• _Assignment_: The expected output is every entry, repeated word for word.
──────
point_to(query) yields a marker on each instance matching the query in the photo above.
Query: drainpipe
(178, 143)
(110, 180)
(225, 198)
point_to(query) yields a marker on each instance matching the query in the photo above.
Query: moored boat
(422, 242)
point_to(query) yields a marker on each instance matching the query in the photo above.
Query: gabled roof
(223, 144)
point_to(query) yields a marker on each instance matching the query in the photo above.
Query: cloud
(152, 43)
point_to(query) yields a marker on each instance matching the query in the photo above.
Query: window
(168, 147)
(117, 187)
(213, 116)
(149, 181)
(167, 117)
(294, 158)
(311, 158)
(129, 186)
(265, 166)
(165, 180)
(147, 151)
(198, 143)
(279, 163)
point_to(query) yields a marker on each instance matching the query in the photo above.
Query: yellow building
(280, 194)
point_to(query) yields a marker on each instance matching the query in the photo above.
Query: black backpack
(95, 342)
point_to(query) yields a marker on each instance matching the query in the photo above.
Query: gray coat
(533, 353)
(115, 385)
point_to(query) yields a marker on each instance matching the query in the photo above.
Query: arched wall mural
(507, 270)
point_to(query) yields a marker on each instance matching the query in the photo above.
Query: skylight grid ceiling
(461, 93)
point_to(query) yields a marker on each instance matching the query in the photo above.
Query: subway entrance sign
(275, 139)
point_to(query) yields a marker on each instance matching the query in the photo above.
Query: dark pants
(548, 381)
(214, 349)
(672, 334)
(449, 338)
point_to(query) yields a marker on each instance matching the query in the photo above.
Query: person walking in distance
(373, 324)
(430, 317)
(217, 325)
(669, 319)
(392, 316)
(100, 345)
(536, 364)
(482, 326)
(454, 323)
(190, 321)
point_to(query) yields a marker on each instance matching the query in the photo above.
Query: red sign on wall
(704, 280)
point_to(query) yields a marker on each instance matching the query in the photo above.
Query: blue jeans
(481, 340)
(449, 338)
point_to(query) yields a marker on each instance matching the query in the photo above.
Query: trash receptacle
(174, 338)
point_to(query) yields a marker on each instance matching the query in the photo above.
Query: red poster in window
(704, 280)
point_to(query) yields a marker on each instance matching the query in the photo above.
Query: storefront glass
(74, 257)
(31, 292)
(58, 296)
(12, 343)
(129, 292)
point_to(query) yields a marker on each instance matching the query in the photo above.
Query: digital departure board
──────
• _Answer below_:
point_to(query) yields a marker on each instance matching the query in the photo above.
Query: drainpipe
(178, 143)
(110, 180)
(225, 198)
point_to(query) yields a marker on each instance matching the query in the photo above.
Query: moored boat
(422, 242)
point_to(query) yields a marker on each instance matching the query in the photo above.
Query: gabled roof
(223, 144)
point_to(query) yields a marker on each instance matching the query in the photo above.
Query: cloud
(152, 43)
point_to(query) yields a marker on each instance matching the query in the photo above.
Query: window
(168, 147)
(117, 187)
(213, 116)
(149, 181)
(167, 117)
(294, 158)
(311, 158)
(129, 186)
(265, 166)
(165, 180)
(147, 151)
(198, 143)
(279, 163)
point_to(query) yields a marker on each instance matching the query in the photo above.
Query: yellow building
(280, 194)
point_to(query) yields a marker on each instance matching the query in the photo above.
Query: black backpack
(95, 342)
point_to(query) yields a marker on each instance matching the query in the photo above.
Query: gray coat
(533, 353)
(115, 385)
point_to(query) yields a marker on each instance matching the query in the photo above.
Query: arched wall mural
(507, 270)
point_to(query) yields a marker on each instance matching the query in the photo above.
Query: skylight grid ceiling
(461, 93)
point_to(query) yields a marker on each instance matching the query in the photo above.
Query: subway entrance sign
(275, 139)
point_to(query) yields a marker on each instance matching the query in the photo above.
Query: dark pants
(548, 381)
(214, 349)
(672, 334)
(449, 338)
point_to(query) yields a marker on each instance matching the query in the photo above.
Query: person walking in distance
(373, 324)
(430, 317)
(217, 325)
(669, 319)
(392, 316)
(100, 345)
(536, 364)
(482, 326)
(454, 323)
(190, 321)
point_to(query) yields a marker on each instance matching the query in the photo above.
Query: red sign on wall
(704, 280)
point_to(query) yields a marker on each instance matching the query in the photo above.
Query: blue jeans
(481, 340)
(449, 338)
point_to(query) yields a marker on each instance matching the query in the photo above.
Query: trash receptacle
(174, 338)
point_to(query) yields a marker on each instance matching the query in the photo above.
Query: red poster in window
(704, 280)
point_to(query) yields a marker on each instance matching the query in the photo above.
Query: storefront glass
(74, 257)
(31, 292)
(58, 296)
(12, 343)
(129, 292)
point_to(query) yields a marker on each instance matching the query in the photo above.
Query: digital departure board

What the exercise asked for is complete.